### Your assignment
Set down exactly, from the records below, the line with "Where can you see the wooden shelf" through the line with "Where can you see the stair stringer?", and nothing else.

________

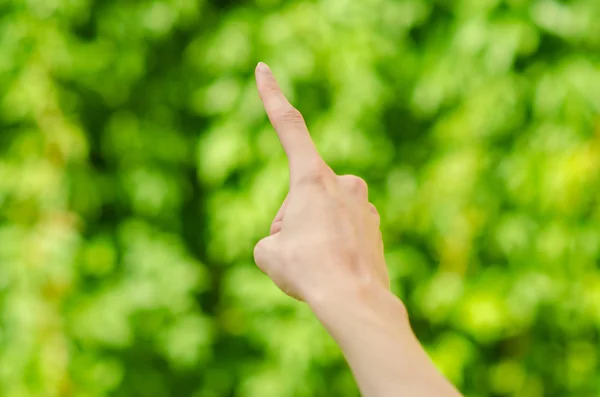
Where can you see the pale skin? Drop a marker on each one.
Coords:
(325, 249)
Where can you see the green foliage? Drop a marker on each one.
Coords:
(137, 170)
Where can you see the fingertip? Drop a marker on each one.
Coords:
(262, 68)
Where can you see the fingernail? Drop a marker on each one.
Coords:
(262, 67)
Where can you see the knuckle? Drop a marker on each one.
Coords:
(356, 184)
(317, 175)
(291, 115)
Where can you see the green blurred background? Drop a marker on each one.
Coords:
(137, 170)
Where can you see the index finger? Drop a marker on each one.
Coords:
(288, 123)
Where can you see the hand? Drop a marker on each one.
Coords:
(325, 239)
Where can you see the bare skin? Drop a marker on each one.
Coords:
(325, 249)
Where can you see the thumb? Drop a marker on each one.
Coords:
(266, 253)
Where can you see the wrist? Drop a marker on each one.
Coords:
(357, 305)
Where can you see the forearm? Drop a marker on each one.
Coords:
(372, 329)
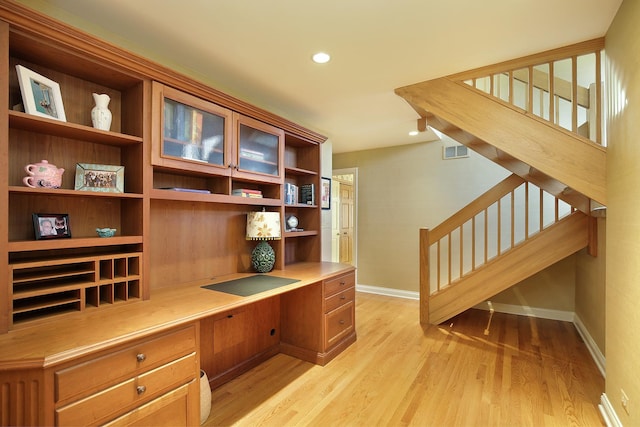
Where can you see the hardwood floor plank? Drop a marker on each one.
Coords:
(525, 372)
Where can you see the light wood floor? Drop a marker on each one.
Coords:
(526, 372)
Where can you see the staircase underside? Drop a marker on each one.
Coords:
(562, 163)
(549, 246)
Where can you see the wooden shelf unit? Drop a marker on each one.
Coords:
(195, 235)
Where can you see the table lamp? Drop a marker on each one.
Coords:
(263, 226)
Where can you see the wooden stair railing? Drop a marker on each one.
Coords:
(531, 139)
(506, 224)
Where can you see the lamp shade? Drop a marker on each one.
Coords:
(263, 226)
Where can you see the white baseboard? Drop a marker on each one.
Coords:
(597, 355)
(399, 293)
(608, 413)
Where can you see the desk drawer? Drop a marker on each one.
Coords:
(338, 323)
(340, 283)
(96, 374)
(122, 397)
(339, 299)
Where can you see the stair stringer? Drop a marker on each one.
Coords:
(496, 129)
(549, 246)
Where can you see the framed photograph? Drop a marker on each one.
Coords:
(325, 193)
(51, 226)
(100, 178)
(40, 96)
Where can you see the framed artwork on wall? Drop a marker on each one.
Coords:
(100, 178)
(51, 226)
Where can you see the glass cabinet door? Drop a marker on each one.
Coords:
(259, 147)
(193, 134)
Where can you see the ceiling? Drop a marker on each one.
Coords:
(260, 51)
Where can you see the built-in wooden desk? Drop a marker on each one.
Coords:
(140, 362)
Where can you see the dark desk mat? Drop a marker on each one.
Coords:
(250, 285)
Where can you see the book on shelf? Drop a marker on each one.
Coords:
(246, 192)
(290, 194)
(308, 194)
(196, 127)
(186, 190)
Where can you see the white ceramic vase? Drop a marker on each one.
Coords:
(205, 397)
(100, 114)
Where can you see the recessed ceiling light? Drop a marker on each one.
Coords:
(321, 58)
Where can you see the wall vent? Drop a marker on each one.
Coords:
(455, 152)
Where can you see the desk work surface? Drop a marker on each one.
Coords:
(251, 285)
(75, 334)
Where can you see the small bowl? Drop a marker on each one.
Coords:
(106, 232)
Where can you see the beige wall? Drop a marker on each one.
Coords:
(550, 289)
(402, 189)
(623, 219)
(590, 289)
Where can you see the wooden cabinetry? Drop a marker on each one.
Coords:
(73, 283)
(319, 332)
(156, 372)
(231, 145)
(235, 341)
(302, 168)
(339, 308)
(209, 148)
(28, 139)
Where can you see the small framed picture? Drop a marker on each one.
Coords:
(100, 178)
(41, 96)
(325, 193)
(51, 226)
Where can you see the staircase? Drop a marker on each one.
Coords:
(534, 117)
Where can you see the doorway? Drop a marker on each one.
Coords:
(343, 218)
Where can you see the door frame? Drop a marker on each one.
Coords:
(354, 173)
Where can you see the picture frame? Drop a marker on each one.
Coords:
(41, 96)
(51, 226)
(325, 193)
(99, 178)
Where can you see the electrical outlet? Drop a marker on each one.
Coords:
(624, 400)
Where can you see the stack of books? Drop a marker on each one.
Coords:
(308, 194)
(251, 154)
(245, 192)
(290, 194)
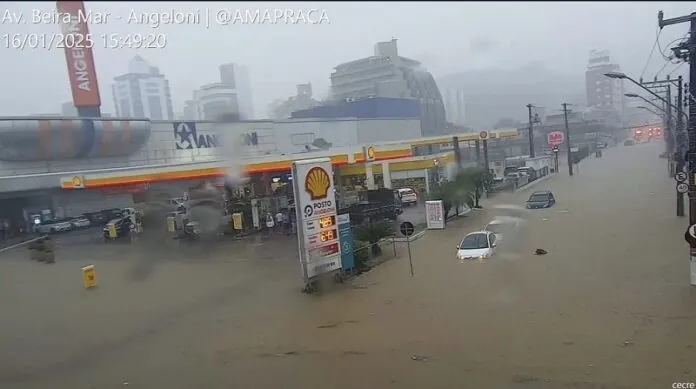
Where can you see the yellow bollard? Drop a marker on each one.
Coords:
(89, 277)
(112, 230)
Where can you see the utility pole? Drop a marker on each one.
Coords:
(570, 156)
(531, 131)
(689, 53)
(671, 140)
(681, 143)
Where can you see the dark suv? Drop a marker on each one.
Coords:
(541, 199)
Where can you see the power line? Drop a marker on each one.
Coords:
(677, 67)
(657, 40)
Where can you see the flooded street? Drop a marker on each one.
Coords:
(609, 306)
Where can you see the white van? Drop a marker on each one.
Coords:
(408, 196)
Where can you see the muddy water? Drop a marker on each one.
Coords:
(609, 306)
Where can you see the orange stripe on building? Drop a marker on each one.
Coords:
(258, 168)
(44, 135)
(107, 130)
(66, 138)
(125, 133)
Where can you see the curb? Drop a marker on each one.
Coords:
(20, 244)
(531, 185)
(412, 238)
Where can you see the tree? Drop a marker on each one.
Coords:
(474, 181)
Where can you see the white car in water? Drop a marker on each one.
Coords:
(502, 225)
(80, 222)
(477, 245)
(55, 226)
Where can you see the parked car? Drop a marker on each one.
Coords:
(80, 222)
(408, 196)
(541, 199)
(122, 226)
(502, 225)
(54, 226)
(476, 245)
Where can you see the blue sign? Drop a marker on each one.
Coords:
(345, 238)
(187, 137)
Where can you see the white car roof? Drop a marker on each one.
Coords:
(478, 232)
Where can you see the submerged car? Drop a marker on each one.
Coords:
(54, 226)
(502, 225)
(541, 199)
(476, 245)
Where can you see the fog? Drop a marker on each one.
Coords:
(448, 38)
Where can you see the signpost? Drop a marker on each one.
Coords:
(682, 187)
(319, 247)
(345, 237)
(407, 230)
(555, 138)
(434, 214)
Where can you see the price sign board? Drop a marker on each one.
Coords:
(320, 251)
(435, 214)
(555, 138)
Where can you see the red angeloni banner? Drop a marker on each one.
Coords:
(78, 54)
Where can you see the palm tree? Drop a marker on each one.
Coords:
(474, 181)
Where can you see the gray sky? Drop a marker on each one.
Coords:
(446, 37)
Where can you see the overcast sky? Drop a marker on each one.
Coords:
(445, 37)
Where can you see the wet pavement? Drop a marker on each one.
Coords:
(609, 306)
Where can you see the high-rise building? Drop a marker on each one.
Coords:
(236, 77)
(603, 93)
(283, 109)
(143, 92)
(212, 101)
(386, 74)
(454, 105)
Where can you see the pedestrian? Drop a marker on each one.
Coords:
(279, 221)
(269, 222)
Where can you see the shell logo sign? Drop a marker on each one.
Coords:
(315, 207)
(317, 183)
(371, 154)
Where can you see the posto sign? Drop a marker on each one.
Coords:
(317, 185)
(315, 204)
(555, 138)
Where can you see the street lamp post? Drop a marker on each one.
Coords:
(531, 131)
(567, 131)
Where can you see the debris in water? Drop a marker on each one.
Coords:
(522, 378)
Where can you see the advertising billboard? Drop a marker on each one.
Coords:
(78, 54)
(315, 202)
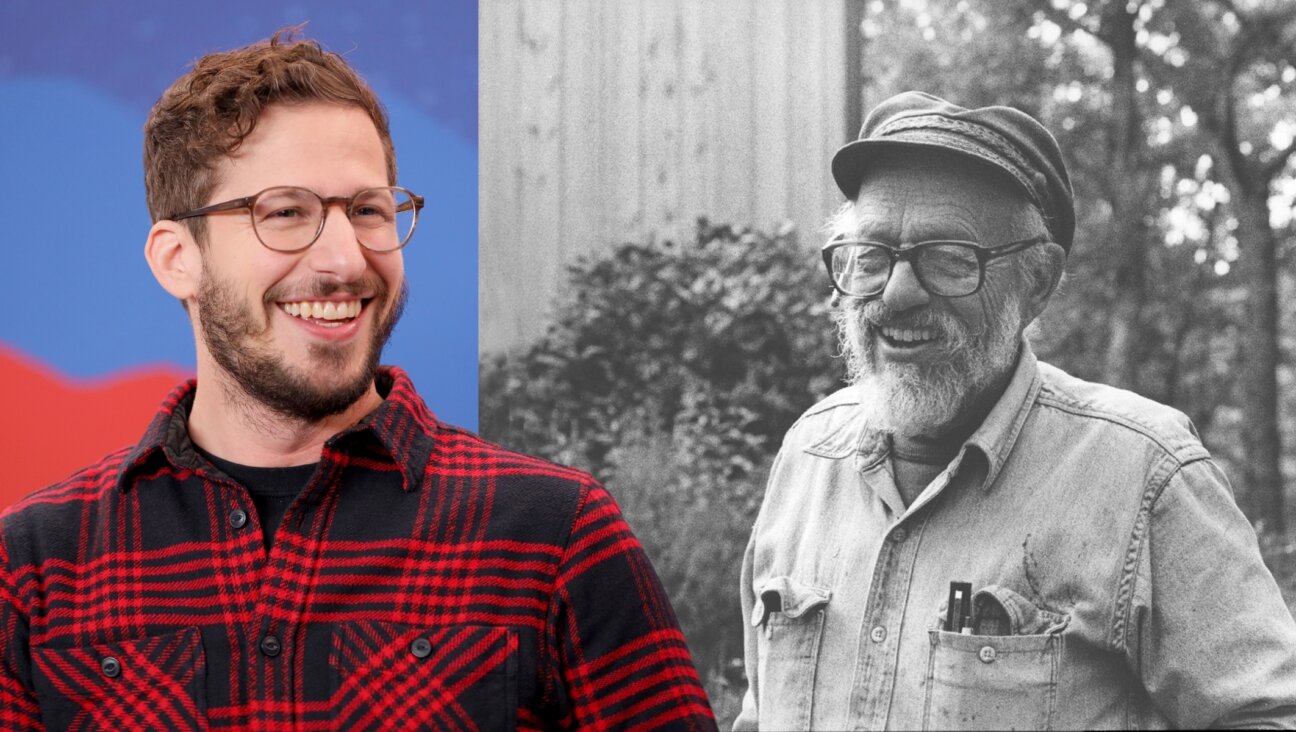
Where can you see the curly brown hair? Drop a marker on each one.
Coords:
(206, 114)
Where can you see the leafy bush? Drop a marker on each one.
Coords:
(671, 372)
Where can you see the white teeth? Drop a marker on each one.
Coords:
(907, 336)
(323, 310)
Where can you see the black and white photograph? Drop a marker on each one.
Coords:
(938, 353)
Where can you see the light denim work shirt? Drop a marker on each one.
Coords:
(1094, 520)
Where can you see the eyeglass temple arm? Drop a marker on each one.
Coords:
(213, 209)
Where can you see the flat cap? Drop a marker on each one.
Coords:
(1008, 139)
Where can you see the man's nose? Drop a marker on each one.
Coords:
(903, 290)
(337, 251)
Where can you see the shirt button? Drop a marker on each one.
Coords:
(112, 667)
(270, 645)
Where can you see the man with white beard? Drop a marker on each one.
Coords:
(966, 537)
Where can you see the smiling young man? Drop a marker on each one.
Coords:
(297, 542)
(967, 538)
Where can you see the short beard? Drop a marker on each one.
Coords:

________

### Written response
Where can you see the wooden shelf unit? Drop a marker on each one.
Coords:
(195, 235)
Where can you see the table lamp? Drop a marker on each one.
Coords:
(263, 226)
Where can you see the wooden stair railing? Drop a marker on each one.
Coords:
(531, 139)
(506, 224)
Where can you see the lamp shade? Drop a marker on each one.
Coords:
(263, 226)
Where can you see the white baseboard? Drop a marker on each one.
Coords:
(597, 355)
(399, 293)
(608, 413)
Where can you see the desk drawer? Drop a marker on each one.
Coords:
(338, 323)
(340, 283)
(96, 374)
(122, 397)
(339, 299)
Where can you see the stair stringer? Drop a marker on each one.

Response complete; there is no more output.